──────── Records provided
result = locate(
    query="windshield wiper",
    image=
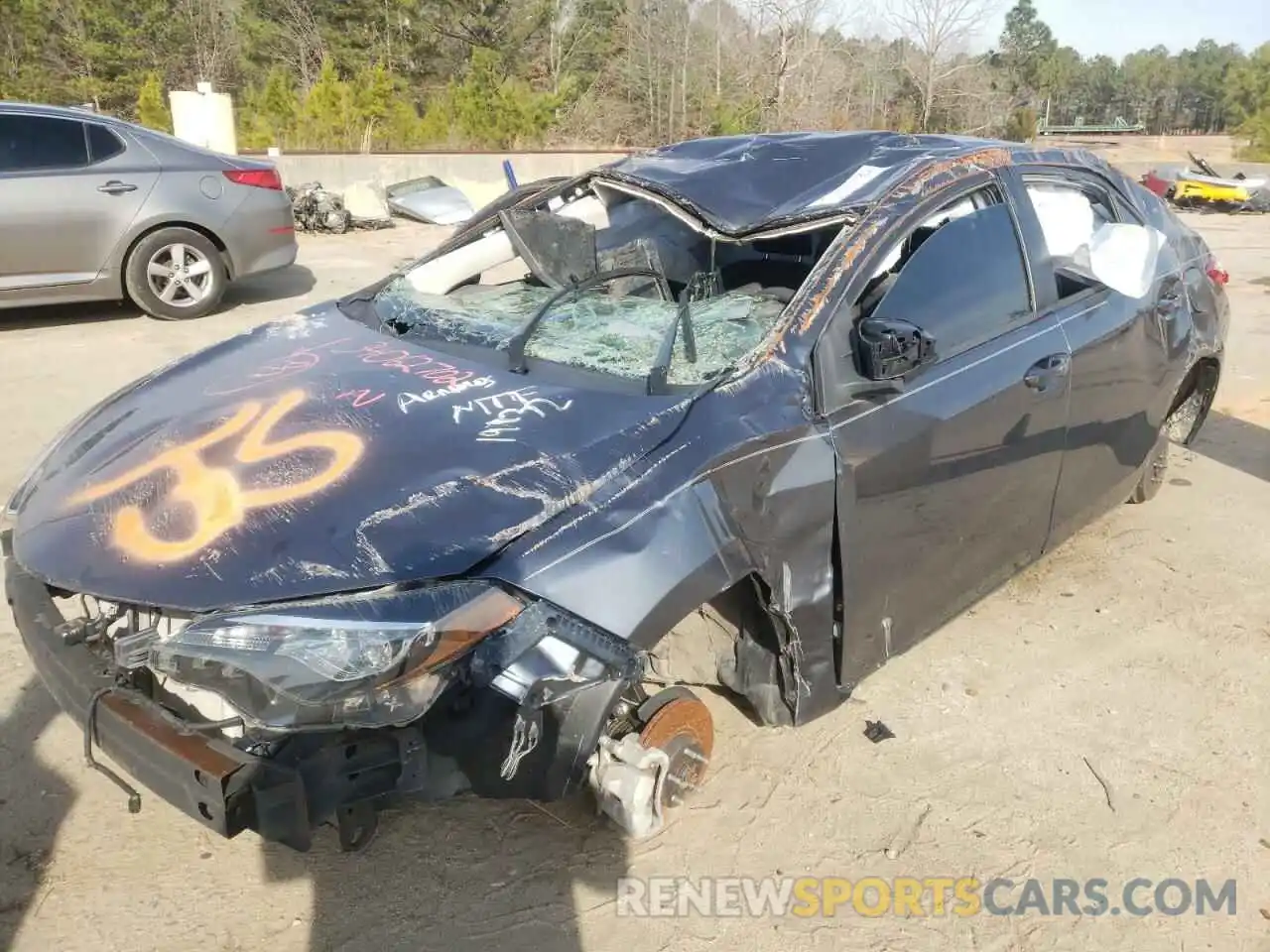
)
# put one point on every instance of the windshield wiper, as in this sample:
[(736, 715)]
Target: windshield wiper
[(666, 352), (521, 339)]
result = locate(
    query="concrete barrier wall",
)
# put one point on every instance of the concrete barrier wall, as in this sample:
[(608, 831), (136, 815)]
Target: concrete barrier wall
[(480, 175), (477, 175)]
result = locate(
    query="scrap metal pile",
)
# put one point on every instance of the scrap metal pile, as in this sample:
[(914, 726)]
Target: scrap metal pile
[(1199, 185), (365, 204), (318, 209)]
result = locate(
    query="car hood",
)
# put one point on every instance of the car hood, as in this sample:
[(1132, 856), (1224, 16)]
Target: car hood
[(313, 456)]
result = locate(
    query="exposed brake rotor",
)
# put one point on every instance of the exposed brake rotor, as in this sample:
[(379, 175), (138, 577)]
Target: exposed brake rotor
[(683, 728), (639, 775)]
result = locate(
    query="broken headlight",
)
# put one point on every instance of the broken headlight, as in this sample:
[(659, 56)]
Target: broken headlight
[(350, 661)]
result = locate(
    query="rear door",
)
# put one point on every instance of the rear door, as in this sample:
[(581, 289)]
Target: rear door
[(68, 190), (1119, 344), (945, 483)]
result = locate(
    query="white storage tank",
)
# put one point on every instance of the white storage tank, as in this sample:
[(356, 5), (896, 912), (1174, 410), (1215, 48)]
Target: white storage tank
[(204, 118)]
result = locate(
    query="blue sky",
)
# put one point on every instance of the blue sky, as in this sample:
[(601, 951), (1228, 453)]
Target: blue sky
[(1119, 27)]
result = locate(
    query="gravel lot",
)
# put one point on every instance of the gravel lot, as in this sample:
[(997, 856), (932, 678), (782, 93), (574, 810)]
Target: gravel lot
[(1139, 651)]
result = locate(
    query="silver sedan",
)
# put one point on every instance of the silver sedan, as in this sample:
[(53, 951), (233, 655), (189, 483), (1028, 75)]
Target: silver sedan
[(93, 208)]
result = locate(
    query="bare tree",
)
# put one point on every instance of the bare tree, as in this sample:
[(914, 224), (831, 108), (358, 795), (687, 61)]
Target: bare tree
[(938, 36), (307, 48), (213, 35)]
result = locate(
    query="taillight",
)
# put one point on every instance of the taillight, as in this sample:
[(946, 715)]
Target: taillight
[(257, 178), (1215, 272)]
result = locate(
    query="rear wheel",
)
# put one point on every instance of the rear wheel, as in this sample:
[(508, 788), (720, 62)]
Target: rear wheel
[(176, 275)]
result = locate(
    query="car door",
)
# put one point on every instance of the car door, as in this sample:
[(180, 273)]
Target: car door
[(68, 191), (947, 480), (1119, 344)]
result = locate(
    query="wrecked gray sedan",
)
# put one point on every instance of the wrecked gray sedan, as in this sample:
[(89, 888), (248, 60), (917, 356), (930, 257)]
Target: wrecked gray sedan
[(756, 413)]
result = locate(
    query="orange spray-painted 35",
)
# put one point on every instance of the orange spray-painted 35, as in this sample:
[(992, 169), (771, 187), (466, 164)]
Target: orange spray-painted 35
[(214, 498)]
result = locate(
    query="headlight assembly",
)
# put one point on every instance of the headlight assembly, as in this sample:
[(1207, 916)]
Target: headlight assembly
[(349, 661)]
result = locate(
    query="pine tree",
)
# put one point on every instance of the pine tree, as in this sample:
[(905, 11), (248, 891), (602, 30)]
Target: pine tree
[(153, 108)]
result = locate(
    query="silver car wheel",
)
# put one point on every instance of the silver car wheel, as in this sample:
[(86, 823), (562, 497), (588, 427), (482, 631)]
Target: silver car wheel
[(180, 275)]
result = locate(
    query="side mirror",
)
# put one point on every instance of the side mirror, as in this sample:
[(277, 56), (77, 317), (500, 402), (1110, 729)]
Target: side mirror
[(1123, 257), (890, 348)]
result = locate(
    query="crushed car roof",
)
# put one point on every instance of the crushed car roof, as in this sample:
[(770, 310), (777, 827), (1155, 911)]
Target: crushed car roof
[(743, 184)]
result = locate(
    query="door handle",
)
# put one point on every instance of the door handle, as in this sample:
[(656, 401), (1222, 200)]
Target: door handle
[(1046, 370)]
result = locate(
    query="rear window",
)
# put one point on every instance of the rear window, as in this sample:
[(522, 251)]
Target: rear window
[(32, 143), (103, 144)]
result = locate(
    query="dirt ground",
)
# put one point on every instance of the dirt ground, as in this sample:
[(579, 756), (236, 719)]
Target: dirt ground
[(1139, 651)]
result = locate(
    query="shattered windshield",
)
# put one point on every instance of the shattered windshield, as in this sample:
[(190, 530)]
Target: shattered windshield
[(595, 330), (574, 264)]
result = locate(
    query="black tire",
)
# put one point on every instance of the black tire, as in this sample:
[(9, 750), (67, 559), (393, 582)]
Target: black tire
[(1153, 472), (190, 299)]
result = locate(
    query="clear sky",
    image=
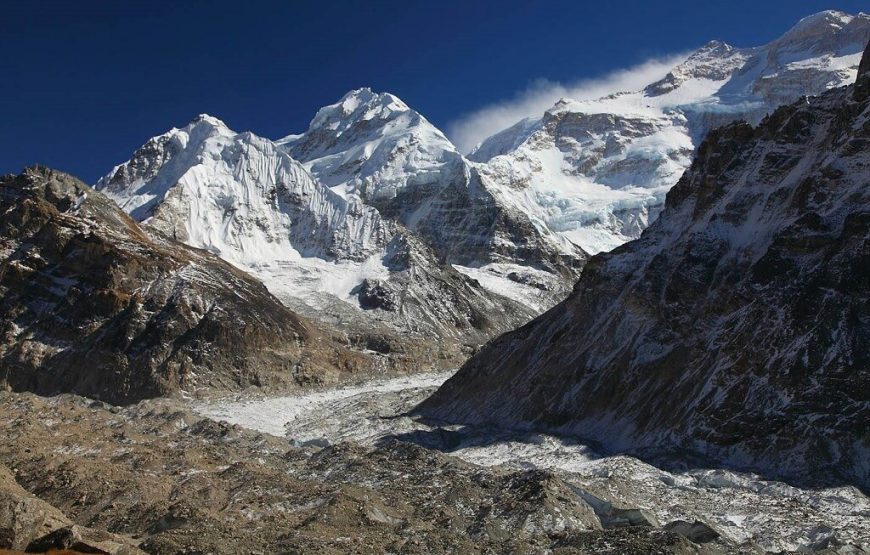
────────────────
## What is needed
Write out all of the data above exactly, pictures excluded.

## Your solution
result = locate(
    query="windshield wiper",
    image=
)
# put one point on every instance of the windshield wiper, as in this sample:
[(736, 715)]
Target: windshield wiper
[(666, 352), (521, 339)]
result = locate(
    query="concrete barrier wall",
)
# put one point on every instance of the concrete barrier wall, as in this sample:
[(608, 831), (136, 815)]
Target: concrete barrier wall
[(480, 175), (477, 175)]
result = locate(
    query="scrap metal pile",
)
# put one point on every instance of the scrap metal pile, as in this sample:
[(914, 726)]
Target: scrap metal pile
[(1199, 185), (365, 204), (318, 209)]
result = locate(
    query="car hood",
)
# put one point on every instance of the car hood, as in this sample:
[(1132, 856), (1224, 16)]
Target: car hood
[(313, 456)]
result = locate(
    query="exposed brake rotor",
)
# put one point on every instance of the exposed brake rotor, as in this sample:
[(379, 175), (138, 577)]
Target: exposed brake rotor
[(683, 728), (639, 775)]
result = locate(
    query="broken headlight",
)
# put one point on every instance of the broken headlight, as in this sample:
[(659, 56)]
Target: broken headlight
[(350, 661)]
result = locate(
    query="rear door",
)
# put one point on every instance of the rear door, as in this sample:
[(581, 289)]
Target: rear door
[(68, 190), (1119, 344), (945, 483)]
result = locate(
    query="white storage tank",
)
# put one point on every instance of the white storage tank, as in this sample:
[(356, 5), (896, 912), (1174, 410), (1215, 48)]
Target: white storage tank
[(204, 118)]
result = locate(
    query="blue sky",
)
# put one point on every instance of the blue sky, as in this sample:
[(601, 951), (1228, 453)]
Target: blue sky
[(1119, 27)]
result = locate(
    query="gravel lot",
)
# put one point on every instance of the gravel lot, as in this sample:
[(997, 856), (932, 678), (782, 93), (574, 810)]
Target: gravel lot
[(1139, 651)]
result = locate(
    query="silver sedan",
)
# put one point on every instance of the silver sedan, as in this sample:
[(53, 951), (233, 655), (189, 483), (1028, 75)]
Target: silver sedan
[(93, 208)]
result = locate(
    query="bare tree",
)
# put one point on every instance of the bare tree, as in this sample:
[(914, 224), (831, 108), (358, 795), (687, 61)]
Target: bare tree
[(938, 36), (307, 48), (213, 35)]
result = locate(
    query="taillight",
)
# put one point on every instance of the taillight, as in this sample:
[(946, 715)]
Target: taillight
[(257, 178), (1215, 272)]
result = locate(
    query="rear wheel",
)
# put one point on every instance of the rear wheel, as in this sample:
[(508, 788), (720, 62)]
Target: rear wheel
[(176, 275)]
result = locate(
    query="car door",
)
# put one point on every instance of the car door, as in this sample:
[(180, 273)]
Target: car door
[(68, 191), (947, 480), (1119, 344)]
result = locate(
    query="wrecked gray sedan",
)
# put one point on every instance of the wrecked gray sedan, as in this sample:
[(89, 888), (248, 60), (917, 356), (930, 257)]
Target: wrecked gray sedan
[(756, 413)]
result = locate(
    query="orange spray-painted 35",
)
# put one point on every instance of the orange spray-painted 35, as in this sample:
[(992, 169), (771, 187), (466, 164)]
Target: orange spray-painted 35
[(214, 498)]
result = locate(
    query="headlight assembly",
)
# put one point on every instance of the headlight assembly, as in this sample:
[(1207, 916)]
Target: headlight assembly
[(349, 661)]
result = locate(
    query="pine tree",
)
# put one point on every instance of the pine tree, as in this sample:
[(905, 11), (248, 891), (602, 30)]
Target: pine tree
[(153, 108)]
result = locate(
    query="silver car wheel",
)
# put one point on every instance of the silver car wheel, as in this sample:
[(86, 823), (562, 497), (588, 427), (482, 631)]
Target: silver car wheel
[(180, 275)]
result = locate(
    query="side mirror",
)
# put one point on every instance of the side mirror, as in this sample:
[(277, 56), (77, 317), (500, 402), (1110, 729)]
Target: side mirror
[(1123, 257), (890, 348)]
result = locate(
    query="crushed car roof",
)
# put one point on every instance of the crushed car roof, as in this sample:
[(770, 310), (777, 827), (1155, 911)]
Target: crushed car roof
[(743, 184)]
result = locate(
    query="door handle",
)
# put one point on every instance of the door handle, as in this sample:
[(656, 401), (1222, 200)]
Target: door handle
[(1046, 370)]
result = locate(
    query="rear window",
)
# put one point on every instance of the rear window, as in this sample:
[(522, 251)]
Target: rear window
[(32, 143), (103, 144)]
result = locate(
    query="dirt ground",
)
# put one point on every instance of the dirt ground, as in this sample:
[(579, 756), (236, 719)]
Target: dirt ground
[(1139, 651)]
result = locate(
    query="shattered windshield",
)
# put one point on every instance of the shattered windshield, as in this sample:
[(190, 530)]
Target: shattered windshield
[(595, 330), (574, 264)]
result = locate(
    query="black tire",
)
# put one point on every instance of the black tire, as in this sample:
[(9, 750), (67, 559), (393, 582)]
Target: black tire
[(1153, 472), (190, 299)]
result = locate(
    query="clear sky",
    image=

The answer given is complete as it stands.